**Required task**
Restate every entry word for word.

Data entries
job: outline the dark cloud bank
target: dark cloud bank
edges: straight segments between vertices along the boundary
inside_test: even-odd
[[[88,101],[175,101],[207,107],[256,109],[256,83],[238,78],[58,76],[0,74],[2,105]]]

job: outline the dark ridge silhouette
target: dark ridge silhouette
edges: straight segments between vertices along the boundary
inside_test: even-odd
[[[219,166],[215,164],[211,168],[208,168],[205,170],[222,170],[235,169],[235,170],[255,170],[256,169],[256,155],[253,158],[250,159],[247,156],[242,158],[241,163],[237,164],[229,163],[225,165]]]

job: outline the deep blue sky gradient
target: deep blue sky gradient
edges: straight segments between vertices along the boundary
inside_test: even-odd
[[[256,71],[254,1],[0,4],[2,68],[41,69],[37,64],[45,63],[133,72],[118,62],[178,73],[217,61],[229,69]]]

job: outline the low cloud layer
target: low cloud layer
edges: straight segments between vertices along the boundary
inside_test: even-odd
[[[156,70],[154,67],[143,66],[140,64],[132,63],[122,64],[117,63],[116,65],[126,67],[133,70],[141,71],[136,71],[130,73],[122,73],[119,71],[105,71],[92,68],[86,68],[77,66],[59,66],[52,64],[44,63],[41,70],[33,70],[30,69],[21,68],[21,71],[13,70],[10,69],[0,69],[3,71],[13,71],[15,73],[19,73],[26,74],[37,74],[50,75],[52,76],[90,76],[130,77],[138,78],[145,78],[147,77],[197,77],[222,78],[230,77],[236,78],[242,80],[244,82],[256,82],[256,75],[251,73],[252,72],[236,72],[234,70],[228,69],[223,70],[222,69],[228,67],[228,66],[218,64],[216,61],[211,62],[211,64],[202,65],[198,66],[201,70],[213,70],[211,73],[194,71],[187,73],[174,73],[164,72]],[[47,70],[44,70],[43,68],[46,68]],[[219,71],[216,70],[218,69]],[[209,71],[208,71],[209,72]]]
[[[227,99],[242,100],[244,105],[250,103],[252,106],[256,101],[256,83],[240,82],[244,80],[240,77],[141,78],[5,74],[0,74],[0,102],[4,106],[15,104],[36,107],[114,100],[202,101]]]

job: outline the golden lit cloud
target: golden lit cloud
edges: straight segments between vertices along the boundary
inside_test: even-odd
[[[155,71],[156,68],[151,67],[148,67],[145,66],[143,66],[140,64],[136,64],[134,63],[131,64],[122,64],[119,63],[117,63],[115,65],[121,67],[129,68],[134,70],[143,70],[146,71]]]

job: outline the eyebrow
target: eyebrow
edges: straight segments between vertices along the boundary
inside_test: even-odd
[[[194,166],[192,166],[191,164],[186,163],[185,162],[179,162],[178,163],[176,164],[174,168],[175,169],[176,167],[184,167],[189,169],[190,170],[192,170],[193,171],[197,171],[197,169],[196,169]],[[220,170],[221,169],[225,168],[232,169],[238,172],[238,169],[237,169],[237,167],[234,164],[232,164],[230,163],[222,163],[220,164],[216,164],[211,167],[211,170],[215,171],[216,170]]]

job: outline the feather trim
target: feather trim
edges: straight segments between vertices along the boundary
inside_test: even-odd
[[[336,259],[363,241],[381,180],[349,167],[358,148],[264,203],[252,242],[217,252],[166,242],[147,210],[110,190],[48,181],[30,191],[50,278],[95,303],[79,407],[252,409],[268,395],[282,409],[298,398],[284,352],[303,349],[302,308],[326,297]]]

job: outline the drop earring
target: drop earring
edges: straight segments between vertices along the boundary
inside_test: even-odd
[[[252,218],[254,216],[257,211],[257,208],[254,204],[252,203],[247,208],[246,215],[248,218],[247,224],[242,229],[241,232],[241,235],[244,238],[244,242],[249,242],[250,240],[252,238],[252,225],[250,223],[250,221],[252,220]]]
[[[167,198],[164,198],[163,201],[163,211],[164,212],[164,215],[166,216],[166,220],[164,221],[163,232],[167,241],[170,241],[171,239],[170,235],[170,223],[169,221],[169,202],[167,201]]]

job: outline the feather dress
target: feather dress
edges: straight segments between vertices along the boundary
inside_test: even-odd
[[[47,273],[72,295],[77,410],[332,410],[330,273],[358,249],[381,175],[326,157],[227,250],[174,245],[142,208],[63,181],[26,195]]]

**Result below**
job: outline the dark cloud bank
target: dark cloud bank
edges: straight segments between vertices along the boundary
inside_test: even-odd
[[[88,101],[175,101],[207,107],[256,109],[256,83],[238,78],[58,76],[0,74],[2,105]]]

job: outline the dark ridge silhouette
target: dark ridge silhouette
edges: straight segments between vertices along the boundary
inside_test: even-odd
[[[219,166],[215,164],[211,168],[208,168],[205,170],[222,170],[235,169],[235,170],[255,170],[256,169],[256,155],[253,158],[250,159],[247,156],[242,158],[241,163],[237,164],[229,163],[225,165]]]

job: outline the deep blue sky gradient
target: deep blue sky gradient
edges: straight segments between vertices along the boundary
inside_test: even-odd
[[[256,71],[254,1],[0,4],[2,68],[41,69],[37,64],[45,63],[133,72],[118,62],[178,73],[217,61],[229,69]]]

job: outline the low cloud layer
target: low cloud layer
edges: straight segments between vertices along the boundary
inside_test: even-odd
[[[156,70],[154,67],[143,66],[140,64],[132,63],[122,64],[117,63],[116,65],[126,67],[133,70],[141,71],[136,71],[130,73],[122,73],[119,71],[105,71],[92,68],[86,68],[77,66],[59,66],[52,64],[44,63],[41,70],[33,70],[30,69],[21,68],[21,71],[13,70],[10,69],[0,69],[3,71],[13,71],[15,73],[19,73],[26,74],[37,74],[50,75],[52,76],[90,76],[130,77],[138,78],[145,78],[147,77],[197,77],[222,78],[230,77],[236,78],[242,80],[244,82],[256,82],[256,75],[251,73],[252,72],[236,72],[234,70],[228,69],[223,70],[222,69],[228,67],[228,66],[218,64],[216,61],[211,62],[211,64],[202,65],[198,66],[201,70],[213,70],[211,73],[194,71],[187,73],[174,73],[164,72]],[[47,70],[44,70],[43,68],[46,68]],[[219,71],[216,70],[218,69]],[[209,71],[208,71],[209,72]]]
[[[227,99],[242,100],[244,105],[250,103],[252,106],[256,101],[256,83],[240,82],[244,80],[240,77],[141,78],[5,74],[0,74],[0,102],[4,106],[15,104],[36,107],[114,100],[202,101]]]

job: outline the golden lit cloud
target: golden lit cloud
edges: straight segments between vertices along the boundary
inside_test: even-odd
[[[155,71],[156,68],[151,67],[148,67],[145,66],[143,66],[140,64],[136,64],[134,63],[131,64],[122,64],[119,63],[117,63],[115,65],[121,67],[129,68],[134,70],[143,70],[146,71]]]

job: outline the eyebrow
target: eyebrow
edges: straight segments between vertices along the boundary
inside_test: even-odd
[[[194,166],[192,166],[191,164],[186,163],[185,162],[179,162],[178,163],[176,164],[174,168],[175,169],[176,167],[184,167],[189,169],[190,170],[192,170],[193,171],[197,171],[197,169],[196,169]],[[220,170],[221,169],[225,168],[232,169],[238,172],[238,169],[237,169],[237,167],[234,164],[232,164],[230,163],[222,163],[220,164],[216,164],[211,167],[211,170],[215,171],[216,170]]]

job: outline the feather trim
target: feather trim
edges: straight segments between vertices along the boundary
inside_test: even-odd
[[[336,259],[363,241],[381,180],[349,167],[358,148],[264,203],[252,242],[217,252],[166,242],[147,210],[110,190],[48,181],[30,191],[50,278],[95,303],[79,407],[252,409],[268,395],[282,409],[298,398],[284,352],[303,349],[302,308],[326,297]]]

job: outline the drop earring
target: drop earring
edges: straight segments between vertices along the boundary
inside_test: even-odd
[[[252,218],[254,216],[257,211],[257,208],[254,204],[252,203],[247,208],[246,215],[248,218],[247,224],[242,229],[241,232],[241,235],[244,238],[244,242],[249,242],[250,240],[252,238],[252,225],[250,223],[250,221],[252,220]]]
[[[167,198],[164,198],[163,201],[163,211],[164,212],[164,215],[166,216],[166,220],[164,221],[163,232],[167,241],[170,241],[171,239],[170,235],[170,223],[169,221],[169,202],[167,201]]]

job: outline the feather dress
target: feather dress
edges: straight segments between vertices along the boundary
inside_test: even-odd
[[[47,273],[72,295],[77,410],[332,410],[330,273],[358,249],[381,175],[326,157],[227,250],[174,245],[142,208],[63,181],[26,195]]]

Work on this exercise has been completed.